◆ **Task input**

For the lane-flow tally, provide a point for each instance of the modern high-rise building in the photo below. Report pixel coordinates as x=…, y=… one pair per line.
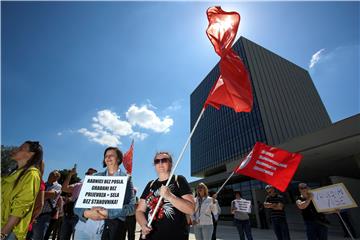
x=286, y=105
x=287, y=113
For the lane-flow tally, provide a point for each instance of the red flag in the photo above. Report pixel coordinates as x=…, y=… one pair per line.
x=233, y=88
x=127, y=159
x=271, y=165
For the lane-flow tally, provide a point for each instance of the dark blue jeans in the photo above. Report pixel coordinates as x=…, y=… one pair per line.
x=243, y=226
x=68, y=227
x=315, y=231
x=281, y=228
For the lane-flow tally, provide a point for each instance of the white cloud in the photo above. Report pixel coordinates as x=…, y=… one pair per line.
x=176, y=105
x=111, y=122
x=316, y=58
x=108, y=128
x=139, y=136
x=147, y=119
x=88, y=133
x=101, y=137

==

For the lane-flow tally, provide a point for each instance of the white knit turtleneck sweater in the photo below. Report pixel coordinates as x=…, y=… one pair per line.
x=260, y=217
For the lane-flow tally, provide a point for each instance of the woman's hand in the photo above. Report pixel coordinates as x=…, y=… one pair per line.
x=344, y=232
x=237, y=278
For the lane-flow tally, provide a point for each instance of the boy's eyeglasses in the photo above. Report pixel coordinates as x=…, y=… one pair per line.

◆ **What you should do**
Could you retype exactly the lines above, starting at the line that contains "of the woman's" and ending at the line that contains "of the boy's", and nothing more?

◆ **The completed task**
For the lane-flow tally, provide a point for each instance of the woman's hand in the photo above. Report pixel coordinates as x=…, y=… one pair per line.
x=344, y=232
x=237, y=278
For the lane-flow tally, provide a point for each instance of the boy's eyeglasses in the photo above. Report pixel coordinates as x=…, y=… one pair per line.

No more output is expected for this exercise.